+++ Available records
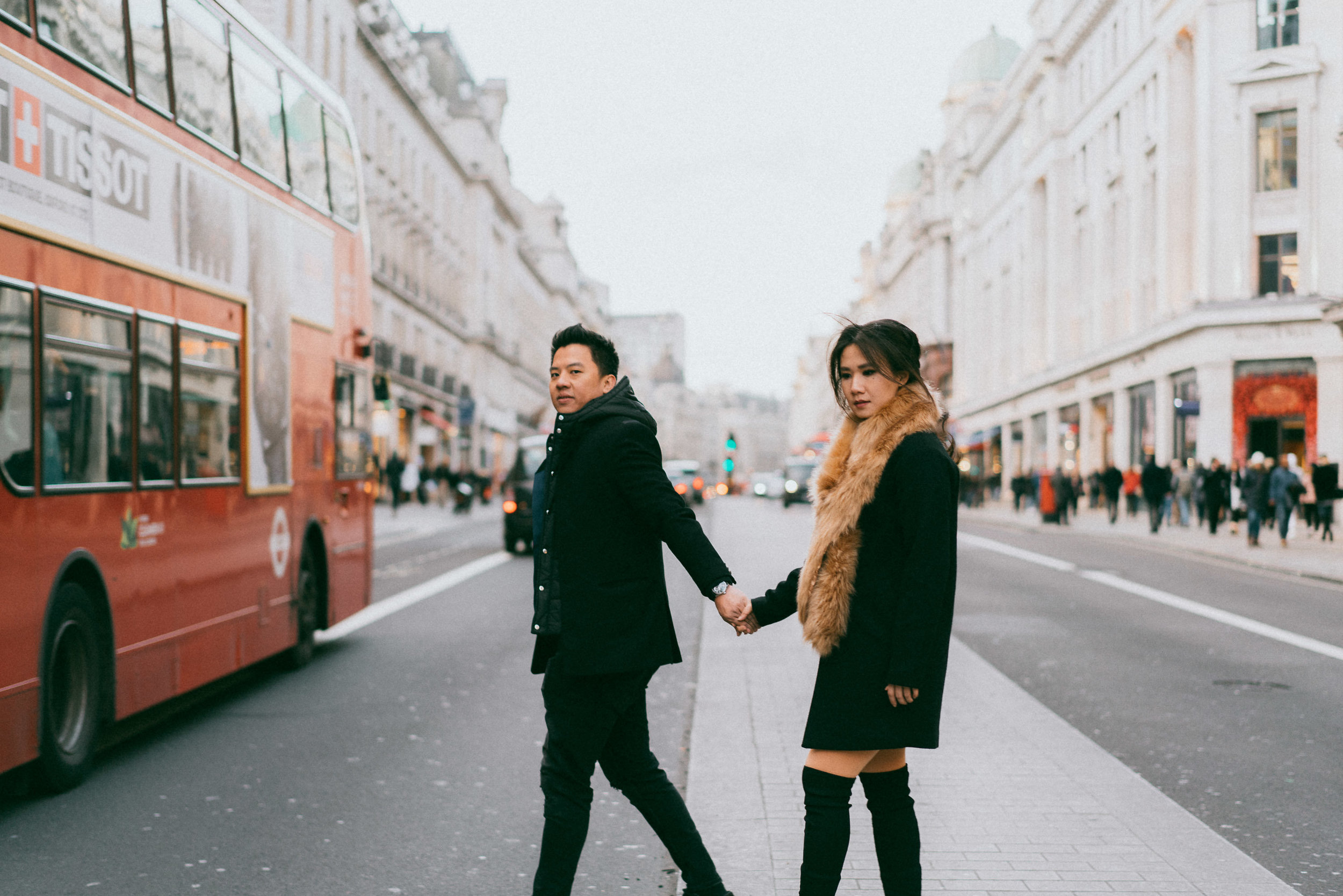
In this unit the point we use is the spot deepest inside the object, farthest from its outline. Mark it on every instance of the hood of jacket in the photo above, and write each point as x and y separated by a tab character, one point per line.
619	402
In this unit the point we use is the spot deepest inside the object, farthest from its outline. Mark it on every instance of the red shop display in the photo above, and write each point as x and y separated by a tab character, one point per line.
1282	396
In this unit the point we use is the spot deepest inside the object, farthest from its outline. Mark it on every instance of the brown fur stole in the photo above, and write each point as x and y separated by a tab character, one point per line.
842	486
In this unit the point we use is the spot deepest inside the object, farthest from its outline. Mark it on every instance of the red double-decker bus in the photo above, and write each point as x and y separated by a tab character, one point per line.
183	391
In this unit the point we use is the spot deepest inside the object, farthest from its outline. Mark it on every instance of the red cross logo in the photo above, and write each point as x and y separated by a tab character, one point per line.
27	132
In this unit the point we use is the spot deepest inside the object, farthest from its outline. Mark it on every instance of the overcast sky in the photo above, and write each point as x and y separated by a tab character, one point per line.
720	159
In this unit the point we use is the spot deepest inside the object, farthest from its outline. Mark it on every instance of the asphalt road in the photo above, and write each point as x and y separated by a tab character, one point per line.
402	761
1244	731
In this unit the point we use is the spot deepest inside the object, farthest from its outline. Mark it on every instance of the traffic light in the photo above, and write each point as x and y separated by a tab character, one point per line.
730	461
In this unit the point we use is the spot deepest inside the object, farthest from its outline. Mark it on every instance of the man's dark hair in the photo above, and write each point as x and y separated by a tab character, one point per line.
603	350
++++++
* What is being asked: Please quote nothing but the lines from the line with "of the man's" through the end of the data above, exactly as written, ends included.

* The answer:
In this unit the point we use is the spot deepest inside the object, farthest from its outline. Mark it on every instance of the man's dark hair in the photo above, and write each point as x and y separated by a tab character, one point per line.
603	350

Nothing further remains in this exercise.